Задание -
Пожалуйста, перепишите без изменений строки ниже: начните со строки, в которой есть «Check that every instance of the bird's black», включив её, и закончите самой последней строкой.
────────────────────────────────────────
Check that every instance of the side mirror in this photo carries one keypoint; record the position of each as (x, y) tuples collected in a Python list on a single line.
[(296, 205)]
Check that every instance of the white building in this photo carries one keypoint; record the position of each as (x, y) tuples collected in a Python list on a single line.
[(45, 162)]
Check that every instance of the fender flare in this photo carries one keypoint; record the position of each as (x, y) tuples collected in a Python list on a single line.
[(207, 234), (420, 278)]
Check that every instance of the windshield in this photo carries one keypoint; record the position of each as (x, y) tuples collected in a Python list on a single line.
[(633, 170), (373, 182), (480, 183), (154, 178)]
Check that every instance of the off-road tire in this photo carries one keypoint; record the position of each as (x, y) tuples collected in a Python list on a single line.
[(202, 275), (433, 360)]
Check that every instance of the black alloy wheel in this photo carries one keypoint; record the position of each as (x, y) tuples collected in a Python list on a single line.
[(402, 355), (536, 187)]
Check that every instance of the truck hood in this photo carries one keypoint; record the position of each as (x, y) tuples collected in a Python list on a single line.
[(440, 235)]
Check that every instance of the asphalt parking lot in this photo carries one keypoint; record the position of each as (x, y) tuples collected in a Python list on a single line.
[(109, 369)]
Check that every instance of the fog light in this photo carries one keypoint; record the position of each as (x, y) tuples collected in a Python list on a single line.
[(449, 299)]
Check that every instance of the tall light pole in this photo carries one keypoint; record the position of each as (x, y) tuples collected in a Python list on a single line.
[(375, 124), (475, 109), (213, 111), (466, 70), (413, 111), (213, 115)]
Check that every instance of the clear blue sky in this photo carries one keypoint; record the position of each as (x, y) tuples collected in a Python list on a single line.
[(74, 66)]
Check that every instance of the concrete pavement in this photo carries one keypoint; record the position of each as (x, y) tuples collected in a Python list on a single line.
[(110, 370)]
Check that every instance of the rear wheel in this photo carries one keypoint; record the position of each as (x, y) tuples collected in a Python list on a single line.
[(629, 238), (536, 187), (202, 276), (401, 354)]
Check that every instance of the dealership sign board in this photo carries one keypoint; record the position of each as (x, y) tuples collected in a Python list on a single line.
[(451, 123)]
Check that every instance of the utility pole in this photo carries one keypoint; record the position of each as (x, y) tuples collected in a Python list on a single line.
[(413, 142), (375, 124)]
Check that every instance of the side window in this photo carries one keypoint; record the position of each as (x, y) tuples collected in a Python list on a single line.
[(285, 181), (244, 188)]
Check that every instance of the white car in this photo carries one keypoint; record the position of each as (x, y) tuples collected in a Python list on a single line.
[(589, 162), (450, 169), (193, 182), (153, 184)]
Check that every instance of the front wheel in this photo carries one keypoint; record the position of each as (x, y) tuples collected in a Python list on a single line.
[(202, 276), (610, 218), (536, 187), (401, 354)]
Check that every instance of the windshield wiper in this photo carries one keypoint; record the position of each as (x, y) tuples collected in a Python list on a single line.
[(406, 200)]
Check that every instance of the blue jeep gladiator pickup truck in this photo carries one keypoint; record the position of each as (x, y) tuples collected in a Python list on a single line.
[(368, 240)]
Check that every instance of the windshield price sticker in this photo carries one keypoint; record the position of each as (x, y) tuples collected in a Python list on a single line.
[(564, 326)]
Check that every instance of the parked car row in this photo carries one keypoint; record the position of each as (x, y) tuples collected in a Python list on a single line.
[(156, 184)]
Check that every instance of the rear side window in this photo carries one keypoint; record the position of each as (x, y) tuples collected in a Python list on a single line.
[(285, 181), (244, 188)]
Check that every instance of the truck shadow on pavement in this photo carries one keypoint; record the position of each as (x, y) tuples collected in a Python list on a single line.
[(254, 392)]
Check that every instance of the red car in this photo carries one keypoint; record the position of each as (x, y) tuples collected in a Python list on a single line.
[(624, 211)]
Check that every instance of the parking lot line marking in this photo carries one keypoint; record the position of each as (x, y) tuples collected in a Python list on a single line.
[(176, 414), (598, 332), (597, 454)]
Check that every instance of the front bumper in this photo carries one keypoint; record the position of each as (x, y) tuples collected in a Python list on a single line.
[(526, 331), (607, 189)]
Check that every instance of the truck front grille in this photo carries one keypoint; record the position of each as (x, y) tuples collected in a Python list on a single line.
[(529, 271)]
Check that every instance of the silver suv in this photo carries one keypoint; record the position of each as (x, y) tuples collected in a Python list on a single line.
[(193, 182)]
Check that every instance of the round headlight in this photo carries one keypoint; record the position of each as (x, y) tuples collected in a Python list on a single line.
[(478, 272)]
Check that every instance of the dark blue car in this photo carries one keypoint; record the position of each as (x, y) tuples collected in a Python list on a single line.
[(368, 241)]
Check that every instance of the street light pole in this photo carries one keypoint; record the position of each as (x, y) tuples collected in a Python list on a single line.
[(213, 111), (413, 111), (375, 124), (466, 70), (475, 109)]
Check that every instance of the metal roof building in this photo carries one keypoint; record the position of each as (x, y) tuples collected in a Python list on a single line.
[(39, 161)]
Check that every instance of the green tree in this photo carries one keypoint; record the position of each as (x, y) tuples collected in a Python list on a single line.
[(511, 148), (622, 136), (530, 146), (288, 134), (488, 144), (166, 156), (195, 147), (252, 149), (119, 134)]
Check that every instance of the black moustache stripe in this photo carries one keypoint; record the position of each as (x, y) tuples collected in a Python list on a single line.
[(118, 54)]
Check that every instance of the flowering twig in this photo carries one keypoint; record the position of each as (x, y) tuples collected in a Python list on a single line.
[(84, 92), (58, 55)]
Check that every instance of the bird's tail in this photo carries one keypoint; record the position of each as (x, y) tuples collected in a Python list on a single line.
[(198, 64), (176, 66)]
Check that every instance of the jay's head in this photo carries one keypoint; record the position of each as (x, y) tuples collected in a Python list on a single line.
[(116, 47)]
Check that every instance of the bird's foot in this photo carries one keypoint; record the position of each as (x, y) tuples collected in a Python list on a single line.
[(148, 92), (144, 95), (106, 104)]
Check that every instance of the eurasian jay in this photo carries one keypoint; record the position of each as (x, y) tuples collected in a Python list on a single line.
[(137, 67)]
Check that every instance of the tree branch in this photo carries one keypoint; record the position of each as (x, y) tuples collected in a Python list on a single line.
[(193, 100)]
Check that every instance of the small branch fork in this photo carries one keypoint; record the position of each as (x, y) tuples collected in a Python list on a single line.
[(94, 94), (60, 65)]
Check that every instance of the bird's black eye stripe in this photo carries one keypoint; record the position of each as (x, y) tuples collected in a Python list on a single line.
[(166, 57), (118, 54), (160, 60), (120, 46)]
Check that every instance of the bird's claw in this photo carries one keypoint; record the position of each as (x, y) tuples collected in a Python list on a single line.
────────────────────────────────────────
Ожидаемый ответ -
Check that every instance of the bird's black eye stripe in this photo carries one keypoint; record the position of each as (x, y) tuples collected in a Python list on a single line.
[(166, 57), (118, 54), (160, 60), (120, 46)]
Check that every instance of the bird's claw in this photo carries one keypoint; record the position of each as (x, y) tuples collected in a Python list on a single line.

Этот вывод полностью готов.